Para desgracia del Gobierno, la galería de los Presidentes es, en el imaginario popular, una colección de frases tanto como de rostros. El gobierno de Bachelet es y será el de la retroexcavadora. No fue un gobierno revolucionario, pero en comparación con los que le antecedieron, bastaron sus esfuerzos por cambiar el modelo de lo que cabía al Estado en la regulación y provisión de la educación, unos anuncios nunca concretados en previsión y salud y algunos desaciertos en las fórmulas de reemplazo, para que quedara asociado con la imagen de esa máquina más apta para destruir un edificio que para construir otro. ¿Cuántos votos le restó esa imagen a la Nueva Mayoría cuando volvió a pedir se le renovara la confianza? ¿Y los patines de los alumnos aventajados? ¿Acaso no instaló la idea de que la igualdad se procuraba tanto o más restando privilegios que superando las desventajas? Más poderosas que mil discursos, esas breves frases instalan en el imaginario público la impronta de un gobierno.
Cuando murió Aylwin, no fue casual que fuera enterrado al son de aquella frase en que, contra pifias y abucheos, porfió en sostener que Chile era la patria donde convivirían civiles y militares. ¿Acaso alguna otra podría resumir mejor a un gobierno que buscó restaurar la reconciliación en Chile? Y la otra, la que tanto criticaron aquellos que ven la política como el arte del testimonio, esa de la justicia en la medida de lo posible, imagen perfecta para reflejar un gobierno realista que entendió que su misión era obtener resultados que corrieran la frontera de lo posible.
El de Lagos quedó asociado a la frase suya de dejar que las instituciones funcionen. Es que esa breve expresión permite evocar privilegiadamente el esfuerzo de ese gobierno por meter en la cintura democrática a las "fuerzas fácticas" de la transición, mediando una reforma constitucional que puso término a casi todos los "enclaves autoritarios" y empujando para que el Poder Judicial privara a Pinochet de sus privilegios como senador, lo procesara y lo sometiera a arresto domiciliario. Todo eso es muy largo de contar y se evoca bien con lo de dejar que las instituciones funcionen.
Salvador Allende, cualquiera sea el juicio que tengamos de su gobierno, ha quedado arropado en la historia con lo de las anchas alamedas, pues nada evoca mejor su resistencia y heroica muerte en medio del bombardeo a La Moneda.
Las palabras nos constituyen. Unas pocas bastan para que escojamos una profesión de por vida, nos comprometan para siempre o por largo tiempo con una pareja, nos hagamos miembros de una colectividad o nacionales de una patria. La forma en que este o cualquier gobierno se comunica no es pura anécdota, como quiere convencernos el Presidente.
El ministro de Educación lleva varios intentos por asociar a este gobierno con una de sus frases. La última no es baladí. No llamó a hacer bingos para pagar el viaje de estudios de los terceros medios o para comprar café para la sala de profesores, sino para reparar techos que se gotean. La frase quiere decir que no es el Estado, sino el esfuerzo de las familias el que debe garantizar que ningún niño se moje en una sala de clases, condición necesaria para hablar de una educación de calidad. Este opositor hace votos por que ese modo de entender la función del Estado no termine siendo el sello de este gobierno. Del Presidente depende huir de esa mala imagen.
○ ○ ○ ○ ○
QUÉ HARÁS: Explica en una a tres oraciones por qué, según el texto sobre las frases de los presidentes, la expresión «dejar que las instituciones funcionen» evoca bien el gobierno de Lagos.

DATOS PROPORCIONADOS:
○ ○ ○ ○ ○
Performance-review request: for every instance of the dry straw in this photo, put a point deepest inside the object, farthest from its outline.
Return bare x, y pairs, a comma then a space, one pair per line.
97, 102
○ ○ ○ ○ ○
RESULTADO ESPERADO: Esa frase evoca el esfuerzo de ese gobierno por someter a la disciplina democrática a las "fuerzas fácticas" de la transición. Lo hizo con una reforma constitucional que terminó con casi todos los "enclaves autoritarios" y empujando para que el Poder Judicial quitara a Pinochet sus privilegios de senador, lo procesara y lo pusiera bajo arresto domiciliario. Como todo eso es muy largo de contar, la breve expresión lo resume.